====== EXCERPTED TEXT ======

An international tourist who survived a mid-air collision between two helicopters on the Gold Coast has described the moment he realised something was wrong.

Feb 06, 2023, updated Feb 06, 2023
A supplied image shows Marle Swart moments after the Sea World helicopter collision on the Gold Coast, Monday, January 2, 2023. (AAP Image/Supplied) NO ARCHIVING, EDITORIAL USE ONLY

A supplied image shows Marle Swart moments after the Sea World helicopter collision on the Gold Coast, Monday, January 2, 2023. (AAP Image/Supplied) NO ARCHIVING, EDITORIAL USE ONLY

Edward and Marle Swart were visiting the Queensland holiday spot from New Zealand with friends Riaan and Elmarie Steenberg, but had not planned on taking the scenic flight.

“It was one of the last things we would have done … but I mean it was a good price, five minutes, what could go wrong?” Swart told 60 Minutes on Sunday night.

Footage taken from inside the helicopter shows Swart trying to get the pilot’s attention before it collides with a second aircraft taking off from the Sea World theme park.

“I noticed the helicopter on the landing pad and it was sitting there and the rotors were going and you don’t think much of it,” Swart said.

“As we turned left to go back and come down to land, that’s when I saw it took off, and that’s when I tried to reach the pilot to grab his attention to tell him ‘listen, there’s another helicopter coming our way’, but it was just too quick.”

“It was just chaos.”

British couple Ron and Diane Hughes, pilot Ashley Jenkinson and Australian woman Vanessa Tadros were killed in the January 2 collision.

Tadros’s 10-year-old son Nicholas was critically injured and remains in hospital.

Victorian mother Winnie de Silva, 33, and her nine-year-old son Leon are also recovering from injuries sustained in the crash.

The pilot of the second chopper, Michael James, managed to land his aircraft , but he and his four passengers were injured by flying glass when its windshield shattered.

Air Transport Safety Bureau investigators are not expected to complete their probe into the accident until September 2024.

======

> [TASK TO CARRY OUT]: Duplicate the passage of the helicopter collision article between "Edward and Marle" and "on Sunday night.", inclusive.

====== EXERCISE DATA ======

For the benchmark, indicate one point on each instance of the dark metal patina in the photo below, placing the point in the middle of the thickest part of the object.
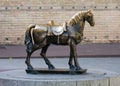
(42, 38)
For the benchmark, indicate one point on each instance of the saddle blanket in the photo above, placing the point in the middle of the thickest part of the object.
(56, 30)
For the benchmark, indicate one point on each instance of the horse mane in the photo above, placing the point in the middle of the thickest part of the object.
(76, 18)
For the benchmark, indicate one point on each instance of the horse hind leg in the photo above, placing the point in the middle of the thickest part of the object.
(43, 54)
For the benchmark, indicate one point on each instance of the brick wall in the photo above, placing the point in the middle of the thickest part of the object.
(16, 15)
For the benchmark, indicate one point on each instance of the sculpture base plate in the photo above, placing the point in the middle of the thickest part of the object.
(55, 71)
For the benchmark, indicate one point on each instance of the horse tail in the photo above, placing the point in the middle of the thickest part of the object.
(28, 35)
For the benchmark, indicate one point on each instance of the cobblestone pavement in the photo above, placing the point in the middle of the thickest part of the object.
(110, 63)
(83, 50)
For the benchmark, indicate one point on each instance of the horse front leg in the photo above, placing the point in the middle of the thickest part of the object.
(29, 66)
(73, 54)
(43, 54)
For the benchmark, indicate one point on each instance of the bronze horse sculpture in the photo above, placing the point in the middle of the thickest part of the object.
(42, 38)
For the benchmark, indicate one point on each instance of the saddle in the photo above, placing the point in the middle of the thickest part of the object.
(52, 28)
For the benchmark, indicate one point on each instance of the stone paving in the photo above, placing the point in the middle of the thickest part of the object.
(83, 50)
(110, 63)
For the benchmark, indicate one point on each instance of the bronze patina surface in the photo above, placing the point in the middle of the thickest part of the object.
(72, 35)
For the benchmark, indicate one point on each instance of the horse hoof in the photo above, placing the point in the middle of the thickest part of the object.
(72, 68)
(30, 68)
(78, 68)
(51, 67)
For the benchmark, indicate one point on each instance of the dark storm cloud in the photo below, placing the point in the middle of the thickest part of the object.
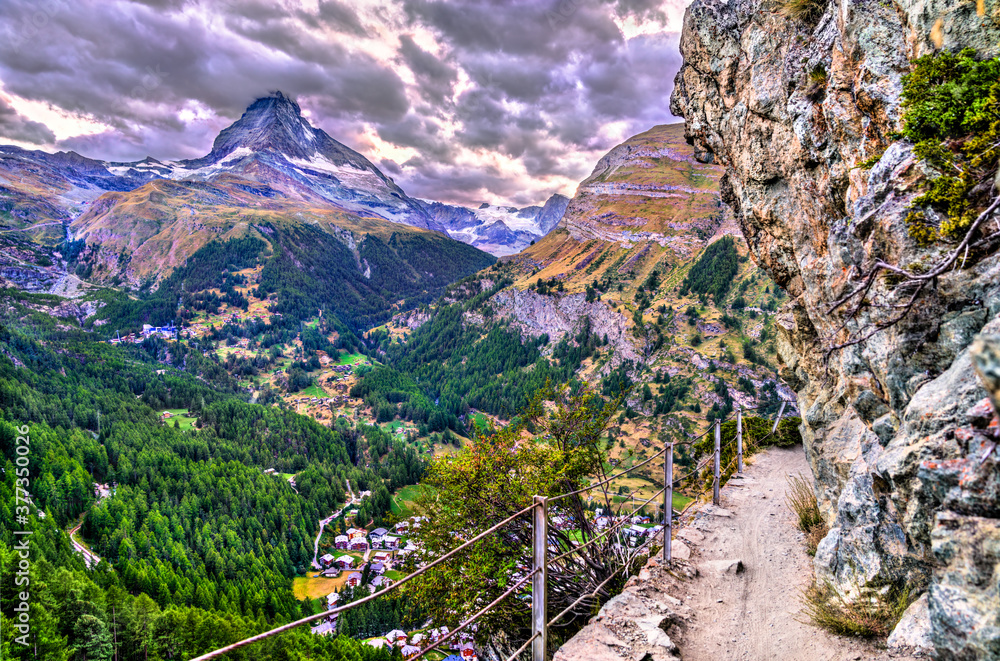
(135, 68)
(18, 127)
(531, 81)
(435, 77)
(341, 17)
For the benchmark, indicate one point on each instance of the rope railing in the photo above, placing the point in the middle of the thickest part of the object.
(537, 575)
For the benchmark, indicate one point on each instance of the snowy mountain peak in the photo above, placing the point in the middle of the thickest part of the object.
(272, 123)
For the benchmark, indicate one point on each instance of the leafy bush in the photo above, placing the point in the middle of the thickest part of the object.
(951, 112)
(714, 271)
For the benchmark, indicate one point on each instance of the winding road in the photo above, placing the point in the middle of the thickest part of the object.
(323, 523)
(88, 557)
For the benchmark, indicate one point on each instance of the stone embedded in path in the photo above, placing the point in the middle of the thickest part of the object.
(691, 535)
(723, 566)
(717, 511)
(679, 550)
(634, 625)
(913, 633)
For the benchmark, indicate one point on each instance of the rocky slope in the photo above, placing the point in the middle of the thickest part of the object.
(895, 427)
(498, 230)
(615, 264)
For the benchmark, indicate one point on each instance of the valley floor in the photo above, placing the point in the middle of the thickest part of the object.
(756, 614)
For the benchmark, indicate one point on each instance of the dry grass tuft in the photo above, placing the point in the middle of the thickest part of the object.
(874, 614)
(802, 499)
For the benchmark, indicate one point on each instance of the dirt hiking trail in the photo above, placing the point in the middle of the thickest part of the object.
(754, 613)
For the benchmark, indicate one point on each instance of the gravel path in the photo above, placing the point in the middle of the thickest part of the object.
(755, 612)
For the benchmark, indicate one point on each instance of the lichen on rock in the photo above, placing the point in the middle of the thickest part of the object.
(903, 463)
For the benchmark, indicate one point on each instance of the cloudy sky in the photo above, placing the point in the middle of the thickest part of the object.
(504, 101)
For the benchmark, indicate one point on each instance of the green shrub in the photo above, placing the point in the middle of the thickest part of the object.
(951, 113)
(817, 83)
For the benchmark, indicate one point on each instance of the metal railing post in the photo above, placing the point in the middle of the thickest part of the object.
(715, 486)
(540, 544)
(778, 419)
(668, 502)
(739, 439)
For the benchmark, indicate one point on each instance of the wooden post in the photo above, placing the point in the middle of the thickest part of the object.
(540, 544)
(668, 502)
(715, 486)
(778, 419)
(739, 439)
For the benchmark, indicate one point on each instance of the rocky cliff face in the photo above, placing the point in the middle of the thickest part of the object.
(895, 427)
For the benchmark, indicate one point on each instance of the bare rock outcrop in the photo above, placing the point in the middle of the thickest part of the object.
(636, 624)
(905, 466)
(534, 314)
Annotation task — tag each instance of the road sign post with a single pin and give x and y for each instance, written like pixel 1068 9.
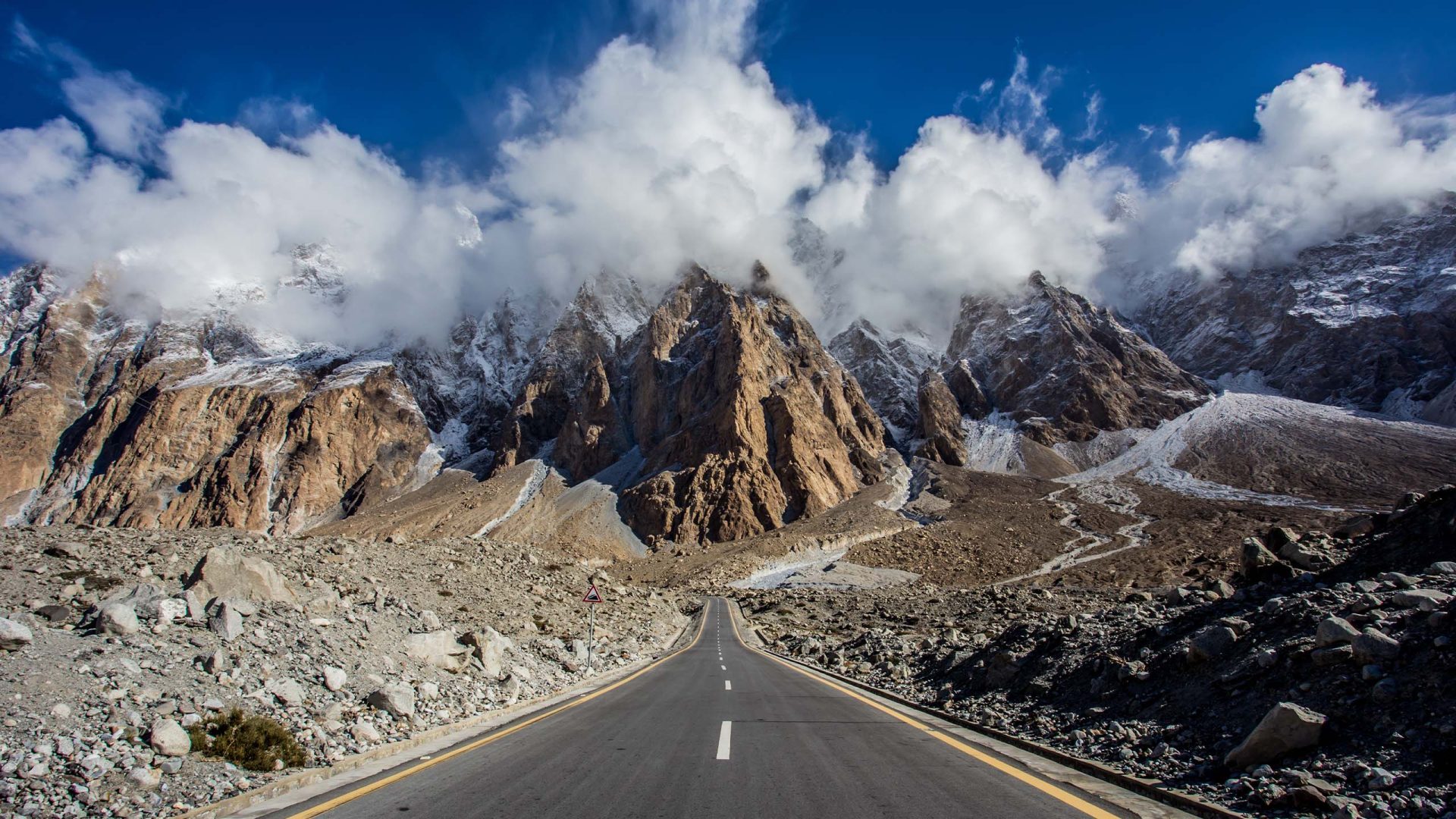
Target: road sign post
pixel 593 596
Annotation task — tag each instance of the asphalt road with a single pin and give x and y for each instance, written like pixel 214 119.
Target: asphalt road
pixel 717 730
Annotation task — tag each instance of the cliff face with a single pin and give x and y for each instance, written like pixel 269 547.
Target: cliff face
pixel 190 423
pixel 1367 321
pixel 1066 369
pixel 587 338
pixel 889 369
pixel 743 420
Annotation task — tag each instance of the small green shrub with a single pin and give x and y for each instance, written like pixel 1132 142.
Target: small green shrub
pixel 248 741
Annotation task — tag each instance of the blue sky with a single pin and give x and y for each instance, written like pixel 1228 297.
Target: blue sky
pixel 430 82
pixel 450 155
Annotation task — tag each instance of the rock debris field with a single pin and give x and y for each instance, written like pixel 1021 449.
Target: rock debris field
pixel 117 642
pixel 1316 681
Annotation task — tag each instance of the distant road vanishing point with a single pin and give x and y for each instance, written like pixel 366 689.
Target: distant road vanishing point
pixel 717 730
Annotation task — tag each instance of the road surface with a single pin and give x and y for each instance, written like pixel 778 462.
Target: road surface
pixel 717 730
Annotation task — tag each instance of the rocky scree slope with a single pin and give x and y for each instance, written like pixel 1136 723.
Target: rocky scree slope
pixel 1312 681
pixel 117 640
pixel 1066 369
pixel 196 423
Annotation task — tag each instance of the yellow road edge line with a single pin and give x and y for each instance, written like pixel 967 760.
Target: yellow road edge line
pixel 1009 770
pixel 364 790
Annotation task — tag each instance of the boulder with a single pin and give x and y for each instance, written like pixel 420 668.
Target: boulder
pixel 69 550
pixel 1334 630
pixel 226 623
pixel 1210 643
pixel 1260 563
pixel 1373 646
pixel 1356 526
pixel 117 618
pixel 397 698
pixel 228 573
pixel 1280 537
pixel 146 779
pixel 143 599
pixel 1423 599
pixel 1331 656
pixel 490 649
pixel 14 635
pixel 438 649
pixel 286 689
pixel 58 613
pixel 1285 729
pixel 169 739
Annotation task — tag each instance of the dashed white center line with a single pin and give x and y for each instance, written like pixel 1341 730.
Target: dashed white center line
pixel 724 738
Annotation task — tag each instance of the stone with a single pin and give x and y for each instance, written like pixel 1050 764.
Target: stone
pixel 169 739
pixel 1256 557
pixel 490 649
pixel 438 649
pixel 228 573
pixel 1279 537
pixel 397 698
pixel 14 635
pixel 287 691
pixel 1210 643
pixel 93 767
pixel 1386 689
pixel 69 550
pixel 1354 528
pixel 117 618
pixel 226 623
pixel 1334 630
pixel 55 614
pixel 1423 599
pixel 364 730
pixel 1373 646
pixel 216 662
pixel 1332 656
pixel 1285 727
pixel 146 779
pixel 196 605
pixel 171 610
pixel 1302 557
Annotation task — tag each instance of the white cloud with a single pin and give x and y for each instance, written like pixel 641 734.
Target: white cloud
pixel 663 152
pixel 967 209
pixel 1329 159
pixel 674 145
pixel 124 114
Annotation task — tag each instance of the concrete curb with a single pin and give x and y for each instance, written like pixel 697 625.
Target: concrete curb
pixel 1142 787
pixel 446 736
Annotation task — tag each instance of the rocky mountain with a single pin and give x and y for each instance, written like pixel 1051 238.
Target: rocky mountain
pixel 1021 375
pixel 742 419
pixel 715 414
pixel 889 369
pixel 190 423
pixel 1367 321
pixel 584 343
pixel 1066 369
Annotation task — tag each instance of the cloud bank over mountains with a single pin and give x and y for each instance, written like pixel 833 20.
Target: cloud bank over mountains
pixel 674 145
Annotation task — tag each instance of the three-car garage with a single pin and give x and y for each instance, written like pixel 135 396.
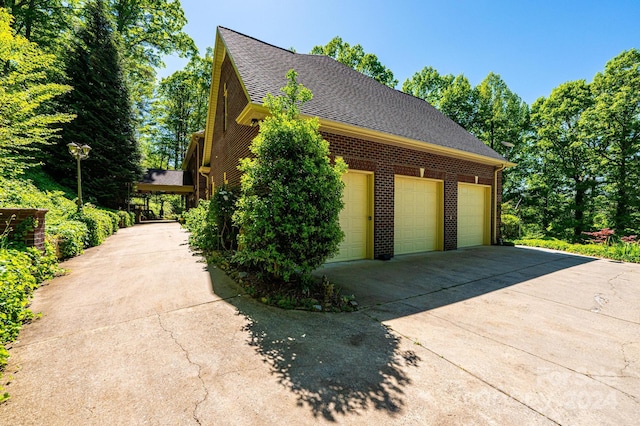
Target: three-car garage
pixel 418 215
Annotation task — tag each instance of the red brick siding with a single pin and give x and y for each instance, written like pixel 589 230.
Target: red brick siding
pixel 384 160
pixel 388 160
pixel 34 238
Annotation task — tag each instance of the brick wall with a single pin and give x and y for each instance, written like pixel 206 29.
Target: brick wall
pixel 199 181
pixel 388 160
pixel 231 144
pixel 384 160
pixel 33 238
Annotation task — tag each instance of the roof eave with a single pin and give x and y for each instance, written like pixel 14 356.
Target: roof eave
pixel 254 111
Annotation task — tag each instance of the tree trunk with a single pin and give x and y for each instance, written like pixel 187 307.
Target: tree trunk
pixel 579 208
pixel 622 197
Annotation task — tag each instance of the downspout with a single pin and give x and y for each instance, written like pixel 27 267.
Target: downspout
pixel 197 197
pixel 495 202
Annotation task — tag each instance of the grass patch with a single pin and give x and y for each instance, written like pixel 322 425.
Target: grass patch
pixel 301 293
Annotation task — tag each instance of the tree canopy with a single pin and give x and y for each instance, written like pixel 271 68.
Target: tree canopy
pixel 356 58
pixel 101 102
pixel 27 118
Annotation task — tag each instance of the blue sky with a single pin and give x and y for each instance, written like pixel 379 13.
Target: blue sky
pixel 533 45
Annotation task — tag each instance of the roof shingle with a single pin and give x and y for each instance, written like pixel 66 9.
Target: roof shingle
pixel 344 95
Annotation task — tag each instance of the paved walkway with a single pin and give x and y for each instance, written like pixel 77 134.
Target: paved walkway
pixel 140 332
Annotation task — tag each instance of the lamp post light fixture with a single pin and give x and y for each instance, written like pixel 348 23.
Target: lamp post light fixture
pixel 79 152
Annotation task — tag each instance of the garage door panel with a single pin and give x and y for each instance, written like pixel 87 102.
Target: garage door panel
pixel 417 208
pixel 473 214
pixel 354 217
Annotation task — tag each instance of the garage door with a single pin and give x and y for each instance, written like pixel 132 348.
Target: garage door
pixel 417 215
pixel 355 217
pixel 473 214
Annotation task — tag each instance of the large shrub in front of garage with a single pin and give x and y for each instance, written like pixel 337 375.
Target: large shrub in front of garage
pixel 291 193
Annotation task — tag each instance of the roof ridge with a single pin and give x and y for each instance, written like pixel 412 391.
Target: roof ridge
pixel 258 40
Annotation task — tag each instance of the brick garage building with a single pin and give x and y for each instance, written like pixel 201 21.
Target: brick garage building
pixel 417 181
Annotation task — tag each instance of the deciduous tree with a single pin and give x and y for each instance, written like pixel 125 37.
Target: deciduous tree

======

> [WRITTEN REPLY]:
Edward and Marle Swart were visiting the Queensland holiday spot from New Zealand with friends Riaan and Elmarie Steenberg, but had not planned on taking the scenic flight.

“It was one of the last things we would have done … but I mean it was a good price, five minutes, what could go wrong?” Swart told 60 Minutes on Sunday night.